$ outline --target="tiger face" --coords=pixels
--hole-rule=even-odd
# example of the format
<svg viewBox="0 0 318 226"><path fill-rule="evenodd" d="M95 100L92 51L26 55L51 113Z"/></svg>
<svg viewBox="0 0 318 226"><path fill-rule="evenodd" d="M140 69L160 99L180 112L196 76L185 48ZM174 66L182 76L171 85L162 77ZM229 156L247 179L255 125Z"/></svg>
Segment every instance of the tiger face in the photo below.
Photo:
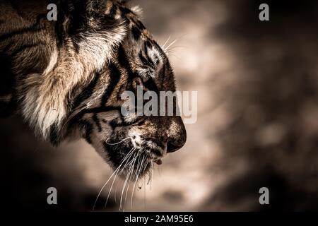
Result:
<svg viewBox="0 0 318 226"><path fill-rule="evenodd" d="M125 91L175 91L175 78L164 51L153 39L136 13L114 4L126 25L126 35L113 57L81 92L96 97L74 107L69 129L90 143L112 167L130 178L144 175L153 162L181 148L186 131L179 116L124 116L121 107ZM116 15L113 16L116 17ZM79 95L79 97L83 97Z"/></svg>
<svg viewBox="0 0 318 226"><path fill-rule="evenodd" d="M131 179L183 146L180 117L122 114L125 91L175 91L169 60L136 8L110 0L49 1L59 13L49 21L49 1L13 2L0 7L0 53L13 81L6 98L36 134L54 145L83 138Z"/></svg>

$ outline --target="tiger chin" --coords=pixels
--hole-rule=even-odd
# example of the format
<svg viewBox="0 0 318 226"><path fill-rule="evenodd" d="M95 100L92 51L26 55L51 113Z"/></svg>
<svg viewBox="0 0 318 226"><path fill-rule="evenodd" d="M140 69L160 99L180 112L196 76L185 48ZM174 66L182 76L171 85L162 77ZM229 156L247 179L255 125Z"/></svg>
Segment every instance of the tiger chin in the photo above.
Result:
<svg viewBox="0 0 318 226"><path fill-rule="evenodd" d="M57 20L49 21L54 3ZM84 138L115 170L134 177L181 148L179 116L123 116L124 91L175 91L163 49L138 7L107 0L1 1L1 115L20 114L58 145Z"/></svg>

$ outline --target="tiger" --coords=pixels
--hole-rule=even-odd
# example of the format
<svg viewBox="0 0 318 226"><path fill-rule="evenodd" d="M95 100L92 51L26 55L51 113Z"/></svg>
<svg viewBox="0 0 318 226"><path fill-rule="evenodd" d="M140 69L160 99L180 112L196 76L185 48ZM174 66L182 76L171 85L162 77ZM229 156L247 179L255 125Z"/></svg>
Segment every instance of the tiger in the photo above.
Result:
<svg viewBox="0 0 318 226"><path fill-rule="evenodd" d="M20 115L54 146L83 138L114 170L127 174L130 164L131 179L160 165L186 142L181 117L121 112L125 91L176 90L167 55L141 20L124 1L1 0L1 116Z"/></svg>

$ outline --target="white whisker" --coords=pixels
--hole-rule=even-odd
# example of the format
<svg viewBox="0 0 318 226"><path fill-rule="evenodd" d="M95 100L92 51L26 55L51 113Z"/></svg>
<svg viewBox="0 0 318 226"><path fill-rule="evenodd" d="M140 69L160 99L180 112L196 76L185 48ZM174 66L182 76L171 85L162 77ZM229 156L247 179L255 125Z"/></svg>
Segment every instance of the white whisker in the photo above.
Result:
<svg viewBox="0 0 318 226"><path fill-rule="evenodd" d="M134 148L132 148L132 149L129 152L129 153L131 151L132 151L132 150L133 150ZM103 190L104 188L105 187L106 184L107 184L107 183L110 182L110 180L112 179L112 177L114 176L114 174L115 174L117 173L117 172L118 170L119 170L120 167L122 166L122 165L124 163L124 161L126 160L126 159L127 158L128 155L129 155L129 154L126 155L126 156L125 157L125 158L122 161L122 163L119 165L119 166L114 171L114 172L113 172L112 174L110 177L110 178L109 178L108 180L106 182L106 183L105 183L104 185L102 186L102 189L100 189L100 192L98 193L98 196L97 196L97 198L96 198L96 200L95 201L94 206L93 206L93 210L95 210L95 206L96 206L96 203L97 203L97 201L98 201L98 198L100 197L100 194L102 193L102 190Z"/></svg>

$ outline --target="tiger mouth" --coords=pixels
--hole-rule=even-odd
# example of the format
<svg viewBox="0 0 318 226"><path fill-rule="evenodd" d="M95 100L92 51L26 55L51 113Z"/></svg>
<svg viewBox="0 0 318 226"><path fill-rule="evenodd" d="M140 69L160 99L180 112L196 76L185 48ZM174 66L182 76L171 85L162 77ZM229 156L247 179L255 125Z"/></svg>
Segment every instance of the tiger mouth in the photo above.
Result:
<svg viewBox="0 0 318 226"><path fill-rule="evenodd" d="M114 170L119 169L122 177L131 180L146 176L154 165L162 165L163 155L158 150L136 149L129 145L112 145L104 143Z"/></svg>

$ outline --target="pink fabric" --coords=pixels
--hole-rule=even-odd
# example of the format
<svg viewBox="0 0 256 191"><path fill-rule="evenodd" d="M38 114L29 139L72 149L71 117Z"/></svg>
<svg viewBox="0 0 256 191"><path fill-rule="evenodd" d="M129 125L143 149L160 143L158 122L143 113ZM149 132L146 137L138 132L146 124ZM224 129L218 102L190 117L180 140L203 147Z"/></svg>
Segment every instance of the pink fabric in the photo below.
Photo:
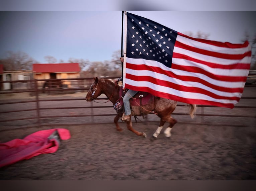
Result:
<svg viewBox="0 0 256 191"><path fill-rule="evenodd" d="M58 148L58 142L55 139L48 138L55 130L58 131L61 140L70 138L68 129L52 129L36 132L23 139L16 139L0 143L0 167L41 154L56 152Z"/></svg>

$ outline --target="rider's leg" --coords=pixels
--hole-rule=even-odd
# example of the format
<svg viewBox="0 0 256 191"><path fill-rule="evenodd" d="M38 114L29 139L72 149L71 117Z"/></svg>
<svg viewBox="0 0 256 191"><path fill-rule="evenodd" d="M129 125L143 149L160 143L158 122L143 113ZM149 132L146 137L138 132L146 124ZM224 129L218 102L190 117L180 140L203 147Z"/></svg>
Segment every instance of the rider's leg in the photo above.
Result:
<svg viewBox="0 0 256 191"><path fill-rule="evenodd" d="M137 91L129 90L127 92L126 92L125 95L124 96L123 101L124 102L124 112L126 115L125 116L125 118L127 118L128 117L129 118L130 118L130 115L131 115L131 107L129 100L131 97L135 95L137 92ZM126 116L126 115L127 116Z"/></svg>

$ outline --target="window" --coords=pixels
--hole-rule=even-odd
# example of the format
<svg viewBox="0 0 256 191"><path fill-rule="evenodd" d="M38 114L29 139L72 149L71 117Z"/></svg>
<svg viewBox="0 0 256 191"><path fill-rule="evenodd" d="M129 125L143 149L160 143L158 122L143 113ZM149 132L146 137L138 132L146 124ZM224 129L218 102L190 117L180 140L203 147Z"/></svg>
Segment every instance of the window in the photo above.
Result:
<svg viewBox="0 0 256 191"><path fill-rule="evenodd" d="M30 80L29 76L27 75L18 75L18 80Z"/></svg>

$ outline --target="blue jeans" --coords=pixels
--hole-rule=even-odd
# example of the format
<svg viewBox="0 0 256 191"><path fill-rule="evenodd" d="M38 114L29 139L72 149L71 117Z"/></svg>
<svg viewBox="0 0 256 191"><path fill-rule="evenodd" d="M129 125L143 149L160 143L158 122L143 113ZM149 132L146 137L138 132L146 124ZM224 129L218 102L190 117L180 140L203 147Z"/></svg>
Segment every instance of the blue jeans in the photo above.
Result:
<svg viewBox="0 0 256 191"><path fill-rule="evenodd" d="M124 97L123 98L123 101L124 102L124 112L125 113L126 115L131 114L131 107L129 100L130 98L137 94L138 92L138 91L134 91L129 89L124 96Z"/></svg>

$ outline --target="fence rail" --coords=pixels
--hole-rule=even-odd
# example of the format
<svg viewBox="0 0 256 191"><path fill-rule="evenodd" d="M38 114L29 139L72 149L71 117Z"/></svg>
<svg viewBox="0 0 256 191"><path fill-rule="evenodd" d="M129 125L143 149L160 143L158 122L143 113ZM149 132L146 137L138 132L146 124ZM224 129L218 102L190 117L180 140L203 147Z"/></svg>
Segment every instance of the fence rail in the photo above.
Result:
<svg viewBox="0 0 256 191"><path fill-rule="evenodd" d="M111 78L113 79L117 78L114 77ZM53 124L73 125L113 123L113 117L107 117L116 114L115 111L113 108L111 103L101 104L88 102L86 101L85 95L93 82L93 78L49 80L54 82L59 80L62 82L68 82L68 84L71 85L59 89L57 88L53 89L49 88L47 90L47 93L43 93L45 90L42 89L41 85L43 82L49 80L35 79L22 81L23 82L28 82L31 85L28 89L16 91L11 90L0 92L0 114L1 114L0 131L17 128L40 127ZM20 83L20 81L0 82L12 84ZM13 86L17 87L17 86L16 85ZM235 110L232 110L232 112L230 110L227 110L227 108L199 105L198 106L199 109L196 113L198 118L196 120L191 120L184 112L185 104L179 103L174 111L175 112L172 114L175 115L175 118L179 118L178 121L180 123L246 126L248 125L246 121L255 120L256 118L256 104L254 104L255 103L255 99L256 99L255 96L256 86L249 85L246 87L250 89L250 93L242 96L240 100L241 103L240 103L240 101L237 105L235 105ZM246 88L246 87L245 89ZM67 98L63 97L65 96L69 96L78 93L82 93L80 98L69 97ZM22 93L27 93L26 95L27 97L19 96ZM16 96L15 97L12 97L14 95ZM9 95L9 97L7 97L8 98L6 98L7 95ZM81 98L81 96L84 97ZM106 97L104 96L101 96L99 98L100 100L105 99ZM241 101L242 100L246 101ZM75 103L76 101L78 102ZM52 103L53 102L54 103ZM154 118L152 117L153 115L155 116L149 115L146 122L158 122L159 118L157 117ZM104 117L96 117L101 116ZM214 119L211 120L211 118L209 117L212 118L218 117L219 119L215 120ZM67 119L72 117L74 119L73 121ZM233 119L229 119L228 120L228 122L227 122L225 119L222 118L225 117ZM100 120L99 118L101 118ZM57 122L56 121L51 120L54 118L58 119L60 121ZM83 120L81 120L81 118ZM239 119L242 119L243 122L237 122ZM214 121L213 122L213 120ZM22 121L25 121L26 122L20 122ZM138 122L145 122L145 121Z"/></svg>

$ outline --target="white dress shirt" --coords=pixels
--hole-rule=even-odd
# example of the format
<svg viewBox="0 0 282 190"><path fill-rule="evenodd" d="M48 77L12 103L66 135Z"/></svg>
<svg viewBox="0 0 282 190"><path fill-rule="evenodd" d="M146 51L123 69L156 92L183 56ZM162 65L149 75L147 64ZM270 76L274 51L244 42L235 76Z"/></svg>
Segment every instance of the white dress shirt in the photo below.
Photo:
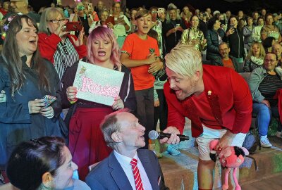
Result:
<svg viewBox="0 0 282 190"><path fill-rule="evenodd" d="M121 167L123 169L123 171L125 173L126 177L128 177L128 179L129 180L129 182L130 183L133 189L136 190L135 182L134 180L134 176L133 176L133 169L132 169L132 165L130 165L132 158L125 156L123 156L123 155L118 153L116 151L114 151L114 156L116 156L116 159L118 160L119 164L121 165ZM151 183L149 180L148 176L147 175L146 171L144 169L144 167L142 165L140 160L139 160L139 158L137 155L137 152L136 152L135 156L133 157L133 158L135 158L137 160L137 167L138 167L139 172L140 173L142 183L143 184L144 190L152 190Z"/></svg>

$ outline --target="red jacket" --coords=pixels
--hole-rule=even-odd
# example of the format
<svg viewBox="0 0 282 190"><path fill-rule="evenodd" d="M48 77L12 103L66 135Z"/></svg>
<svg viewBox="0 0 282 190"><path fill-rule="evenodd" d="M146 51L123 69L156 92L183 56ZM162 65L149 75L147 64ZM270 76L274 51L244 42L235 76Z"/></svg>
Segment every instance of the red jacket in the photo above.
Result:
<svg viewBox="0 0 282 190"><path fill-rule="evenodd" d="M203 93L207 94L213 116L233 133L247 133L251 124L252 100L245 80L225 67L204 65L203 72ZM167 126L177 127L182 134L187 117L191 120L192 136L200 135L202 125L191 97L178 101L168 82L164 84L164 91L168 107Z"/></svg>
<svg viewBox="0 0 282 190"><path fill-rule="evenodd" d="M54 54L57 49L58 43L61 42L61 39L55 34L51 34L49 36L45 33L39 33L38 34L38 46L41 56L54 63ZM67 37L70 39L71 44L73 44L78 52L79 58L80 59L85 57L87 56L86 46L82 44L79 46L75 46L70 37L73 37L75 40L78 38L75 35L67 34Z"/></svg>

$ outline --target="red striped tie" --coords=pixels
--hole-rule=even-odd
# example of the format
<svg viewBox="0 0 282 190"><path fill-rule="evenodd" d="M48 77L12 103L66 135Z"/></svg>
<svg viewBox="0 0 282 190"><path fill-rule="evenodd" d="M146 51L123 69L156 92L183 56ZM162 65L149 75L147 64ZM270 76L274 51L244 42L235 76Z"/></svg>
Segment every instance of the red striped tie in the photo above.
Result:
<svg viewBox="0 0 282 190"><path fill-rule="evenodd" d="M132 159L130 165L133 167L134 180L135 181L136 190L144 190L143 184L142 184L141 176L139 172L138 167L137 167L137 160L135 158Z"/></svg>

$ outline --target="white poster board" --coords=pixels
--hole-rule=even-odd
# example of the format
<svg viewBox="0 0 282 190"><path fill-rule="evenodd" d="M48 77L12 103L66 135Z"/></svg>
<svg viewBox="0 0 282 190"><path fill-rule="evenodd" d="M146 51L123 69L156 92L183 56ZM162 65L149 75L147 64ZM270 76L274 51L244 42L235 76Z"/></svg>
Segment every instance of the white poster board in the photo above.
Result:
<svg viewBox="0 0 282 190"><path fill-rule="evenodd" d="M80 61L73 87L76 97L111 106L118 96L124 72Z"/></svg>

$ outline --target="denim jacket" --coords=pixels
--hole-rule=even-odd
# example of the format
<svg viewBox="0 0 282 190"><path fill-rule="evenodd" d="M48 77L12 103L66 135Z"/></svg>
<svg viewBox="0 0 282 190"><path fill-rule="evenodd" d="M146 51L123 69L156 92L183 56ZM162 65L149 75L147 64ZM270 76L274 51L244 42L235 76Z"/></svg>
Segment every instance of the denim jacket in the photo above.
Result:
<svg viewBox="0 0 282 190"><path fill-rule="evenodd" d="M279 75L280 79L282 80L282 68L281 67L277 67L274 69L275 72ZM266 70L264 67L257 68L255 69L247 82L250 89L251 91L252 100L254 101L262 103L264 99L264 97L262 95L259 91L259 84L266 76Z"/></svg>

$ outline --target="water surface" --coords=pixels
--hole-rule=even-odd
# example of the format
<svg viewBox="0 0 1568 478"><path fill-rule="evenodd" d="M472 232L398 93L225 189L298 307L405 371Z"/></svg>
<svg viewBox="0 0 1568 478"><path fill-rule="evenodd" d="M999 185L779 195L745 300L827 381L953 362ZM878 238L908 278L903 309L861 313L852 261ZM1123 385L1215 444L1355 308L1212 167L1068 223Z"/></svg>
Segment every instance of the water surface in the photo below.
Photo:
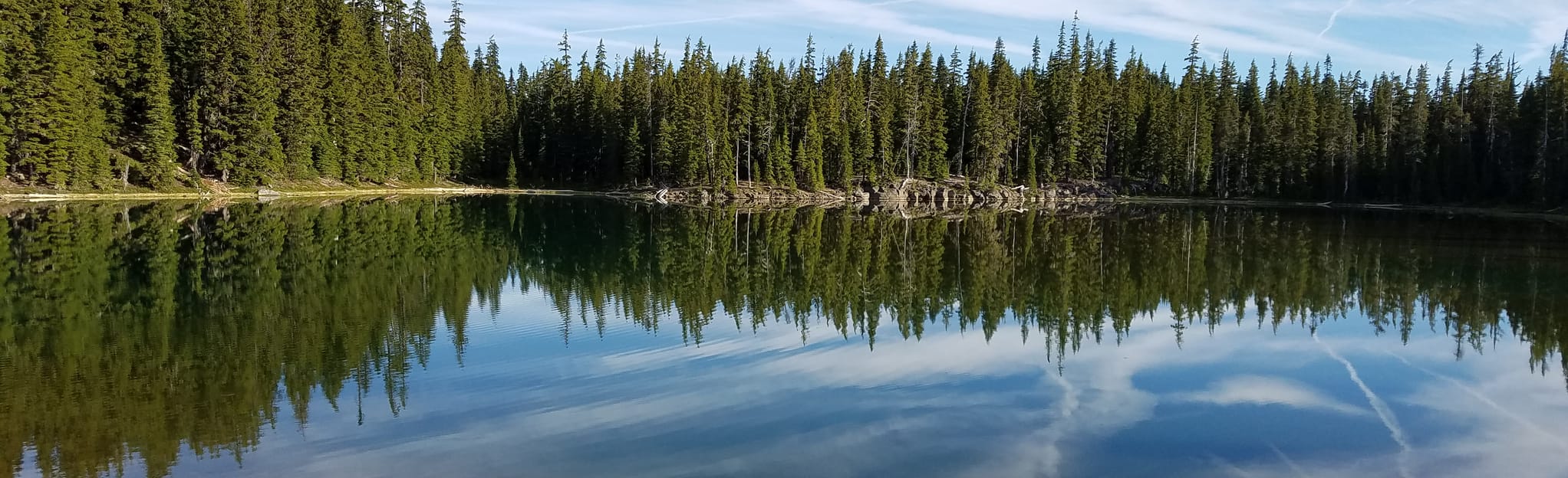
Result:
<svg viewBox="0 0 1568 478"><path fill-rule="evenodd" d="M11 207L19 476L1568 476L1568 227Z"/></svg>

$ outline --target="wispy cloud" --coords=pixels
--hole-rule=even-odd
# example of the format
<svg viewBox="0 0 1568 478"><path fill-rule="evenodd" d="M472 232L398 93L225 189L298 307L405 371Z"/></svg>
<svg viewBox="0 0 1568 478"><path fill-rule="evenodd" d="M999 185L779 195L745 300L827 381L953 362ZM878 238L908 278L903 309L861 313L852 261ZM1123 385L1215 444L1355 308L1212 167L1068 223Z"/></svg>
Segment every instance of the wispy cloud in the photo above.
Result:
<svg viewBox="0 0 1568 478"><path fill-rule="evenodd" d="M1317 38L1323 38L1323 34L1328 34L1328 30L1334 30L1334 20L1339 20L1339 14L1345 13L1345 9L1350 8L1355 3L1356 3L1356 0L1345 0L1344 6L1339 6L1338 9L1334 9L1334 13L1330 13L1328 14L1328 25L1323 27L1323 31L1317 33Z"/></svg>
<svg viewBox="0 0 1568 478"><path fill-rule="evenodd" d="M1366 409L1338 401L1306 384L1272 376L1232 376L1207 390L1174 393L1173 401L1210 403L1223 406L1258 404L1289 406L1298 409L1327 411L1345 415L1367 415Z"/></svg>
<svg viewBox="0 0 1568 478"><path fill-rule="evenodd" d="M1328 346L1328 343L1323 343L1323 340L1317 337L1317 334L1312 334L1312 340L1323 348L1323 353L1327 353L1341 365L1345 365L1345 371L1350 373L1350 381L1355 382L1356 387L1361 389L1361 393L1367 397L1367 403L1372 404L1372 411L1377 412L1378 420L1383 420L1383 426L1388 428L1388 434L1394 439L1396 444L1399 444L1399 475L1410 478L1411 447L1410 447L1410 439L1405 434L1405 428L1399 426L1399 417L1394 415L1394 411L1388 407L1388 403L1385 403L1381 397L1372 392L1372 387L1367 387L1367 382L1361 379L1361 373L1356 373L1356 367L1352 365L1350 360L1347 360L1344 356L1334 351L1334 348Z"/></svg>

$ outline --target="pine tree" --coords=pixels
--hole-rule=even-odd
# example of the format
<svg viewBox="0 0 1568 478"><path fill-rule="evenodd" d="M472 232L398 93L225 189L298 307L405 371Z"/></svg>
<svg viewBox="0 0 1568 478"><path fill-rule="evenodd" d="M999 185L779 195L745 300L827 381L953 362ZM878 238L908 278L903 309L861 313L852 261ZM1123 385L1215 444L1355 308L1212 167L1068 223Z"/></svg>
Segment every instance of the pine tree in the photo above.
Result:
<svg viewBox="0 0 1568 478"><path fill-rule="evenodd" d="M31 44L19 45L13 118L13 168L50 186L102 186L108 180L108 125L93 75L91 17L66 2L33 9ZM27 55L31 50L31 55ZM27 100L20 100L27 99Z"/></svg>

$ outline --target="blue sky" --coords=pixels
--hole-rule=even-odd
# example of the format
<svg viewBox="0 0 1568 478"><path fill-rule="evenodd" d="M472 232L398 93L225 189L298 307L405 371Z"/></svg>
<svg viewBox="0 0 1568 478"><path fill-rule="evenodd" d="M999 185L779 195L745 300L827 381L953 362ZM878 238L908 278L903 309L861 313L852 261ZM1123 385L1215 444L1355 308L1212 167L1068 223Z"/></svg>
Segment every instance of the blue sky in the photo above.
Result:
<svg viewBox="0 0 1568 478"><path fill-rule="evenodd" d="M430 3L431 19L444 20L448 5ZM1210 60L1223 50L1264 66L1292 53L1333 55L1341 71L1400 72L1469 64L1479 42L1534 72L1568 28L1568 0L470 0L464 11L470 42L494 36L508 64L530 69L557 55L561 31L579 52L602 39L612 55L654 39L679 50L688 36L706 38L720 58L757 47L793 58L806 34L829 53L878 36L889 49L917 41L938 52L989 52L1000 36L1022 60L1035 36L1052 44L1077 13L1096 38L1115 38L1123 55L1137 47L1154 64L1181 63L1200 36Z"/></svg>

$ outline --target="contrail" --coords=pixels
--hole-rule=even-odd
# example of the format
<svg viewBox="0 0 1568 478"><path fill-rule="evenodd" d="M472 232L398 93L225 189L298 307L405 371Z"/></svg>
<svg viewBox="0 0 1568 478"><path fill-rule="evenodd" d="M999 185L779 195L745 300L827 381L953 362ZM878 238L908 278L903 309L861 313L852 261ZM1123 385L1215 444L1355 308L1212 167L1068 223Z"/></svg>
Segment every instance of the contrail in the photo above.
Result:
··········
_Exercise brief_: Format the records from the start through the line containing "20L49 21L54 3ZM84" as a two-column CSV with the headers request_text and answer. Give one row for each request, put each field in quotes, turn line breaks into spaces, and leave the pictures out.

_Written response_:
request_text,answer
"$ outline --target=""tiger face"" --coords=pixels --hole-rule=even-odd # example of the format <svg viewBox=""0 0 318 226""><path fill-rule=""evenodd"" d=""M95 100L92 51L26 55L51 113Z""/></svg> <svg viewBox=""0 0 318 226""><path fill-rule=""evenodd"" d=""M140 69L160 99L180 112L196 76L185 48ZM174 66L182 76L171 85L162 77ZM229 156L247 179L255 125Z""/></svg> Segment every instance of the tiger face in the photo below. Photo: Result:","<svg viewBox=""0 0 318 226""><path fill-rule=""evenodd"" d=""M125 91L175 91L175 78L164 51L153 39L136 13L114 4L126 25L126 35L113 57L81 92L96 97L74 107L69 129L90 143L112 167L130 178L144 175L153 162L181 148L186 131L179 116L124 116L121 107ZM116 15L113 16L116 17ZM79 95L79 97L83 97Z""/></svg> <svg viewBox=""0 0 318 226""><path fill-rule=""evenodd"" d=""M131 179L183 146L180 117L122 114L125 91L175 91L169 60L136 8L110 0L49 1L59 13L49 21L49 1L13 2L0 7L0 53L13 81L6 98L36 134L54 145L83 138Z""/></svg>"
"$ outline --target=""tiger chin"" --coords=pixels --hole-rule=even-odd # example of the format <svg viewBox=""0 0 318 226""><path fill-rule=""evenodd"" d=""M95 100L92 51L26 55L51 113Z""/></svg> <svg viewBox=""0 0 318 226""><path fill-rule=""evenodd"" d=""M140 69L160 99L180 112L196 76L185 48ZM174 66L182 76L171 85L162 77ZM229 156L247 179L255 125Z""/></svg> Segment every instance of the tiger chin in the photo above. Result:","<svg viewBox=""0 0 318 226""><path fill-rule=""evenodd"" d=""M57 20L49 21L54 3ZM84 138L115 170L134 177L181 148L179 116L123 116L124 91L175 91L163 49L138 7L107 0L1 1L1 115L20 114L58 145Z""/></svg>"